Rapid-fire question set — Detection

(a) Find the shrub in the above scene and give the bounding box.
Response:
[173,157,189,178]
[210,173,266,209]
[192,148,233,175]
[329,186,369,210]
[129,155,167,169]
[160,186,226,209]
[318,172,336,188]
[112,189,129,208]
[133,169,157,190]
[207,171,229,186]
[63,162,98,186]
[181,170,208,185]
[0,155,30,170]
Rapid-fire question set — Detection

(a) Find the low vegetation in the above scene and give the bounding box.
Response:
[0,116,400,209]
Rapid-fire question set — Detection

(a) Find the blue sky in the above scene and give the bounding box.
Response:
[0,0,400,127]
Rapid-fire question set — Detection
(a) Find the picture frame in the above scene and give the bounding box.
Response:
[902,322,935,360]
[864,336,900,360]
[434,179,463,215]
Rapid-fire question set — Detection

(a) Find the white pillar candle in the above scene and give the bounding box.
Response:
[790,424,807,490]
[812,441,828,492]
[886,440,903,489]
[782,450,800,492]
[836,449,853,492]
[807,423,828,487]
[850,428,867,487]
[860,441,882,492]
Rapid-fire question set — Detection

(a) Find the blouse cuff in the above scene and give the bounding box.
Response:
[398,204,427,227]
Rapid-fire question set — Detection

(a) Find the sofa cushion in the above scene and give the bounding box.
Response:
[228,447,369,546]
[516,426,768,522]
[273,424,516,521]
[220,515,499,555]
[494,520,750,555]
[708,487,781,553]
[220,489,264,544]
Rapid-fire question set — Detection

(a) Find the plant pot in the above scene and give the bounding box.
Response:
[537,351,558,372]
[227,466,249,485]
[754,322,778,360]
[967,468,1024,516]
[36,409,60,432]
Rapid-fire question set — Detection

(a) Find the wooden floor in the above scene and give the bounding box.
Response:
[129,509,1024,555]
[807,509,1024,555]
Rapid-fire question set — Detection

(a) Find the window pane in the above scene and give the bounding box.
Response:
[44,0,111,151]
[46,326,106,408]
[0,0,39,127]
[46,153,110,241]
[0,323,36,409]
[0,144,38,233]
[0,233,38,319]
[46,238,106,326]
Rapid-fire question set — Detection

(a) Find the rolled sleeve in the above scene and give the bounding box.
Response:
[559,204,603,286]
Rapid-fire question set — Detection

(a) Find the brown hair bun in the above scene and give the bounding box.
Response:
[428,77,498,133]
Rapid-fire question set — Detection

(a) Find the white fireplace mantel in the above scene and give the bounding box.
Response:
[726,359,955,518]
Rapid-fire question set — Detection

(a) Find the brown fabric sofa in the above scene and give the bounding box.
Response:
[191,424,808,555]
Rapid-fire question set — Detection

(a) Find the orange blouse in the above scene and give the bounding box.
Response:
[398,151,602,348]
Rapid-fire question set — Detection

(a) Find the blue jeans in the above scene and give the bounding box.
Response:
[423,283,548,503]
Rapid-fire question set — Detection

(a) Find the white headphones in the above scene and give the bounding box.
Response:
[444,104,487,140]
——
* **Given exercise**
Please put everything from the start of the rows down to the line containing "[434,179,463,215]" into a numbered list, including both ends and leaving out blank lines.

* **Output below**
1. Rapid-fire question set — Detection
2. (a) Find the shrub in the above scene and give the bounding box.
3. Response:
4. [173,157,189,178]
5. [210,173,266,209]
6. [192,148,233,175]
7. [329,186,369,210]
8. [129,155,167,169]
9. [160,186,226,209]
10. [318,172,336,188]
11. [112,189,129,208]
12. [133,169,157,190]
13. [207,171,229,186]
14. [63,162,98,186]
15. [181,170,208,185]
16. [0,155,30,170]
17. Rapid-fire question set — Detection
18. (a) Find the low vegetation in the above scene and give the bounding box.
19. Response:
20. [0,116,400,209]
21. Rapid-fire question set — Detection
22. (a) Find the blue sky in the above scene and give the bounding box.
23. Response:
24. [0,0,400,127]
25. Rapid-fire question set — Detection
26. (a) Find the picture frame in the above scene and give the bounding box.
27. Response:
28. [902,322,935,360]
29. [864,336,900,360]
30. [434,179,463,215]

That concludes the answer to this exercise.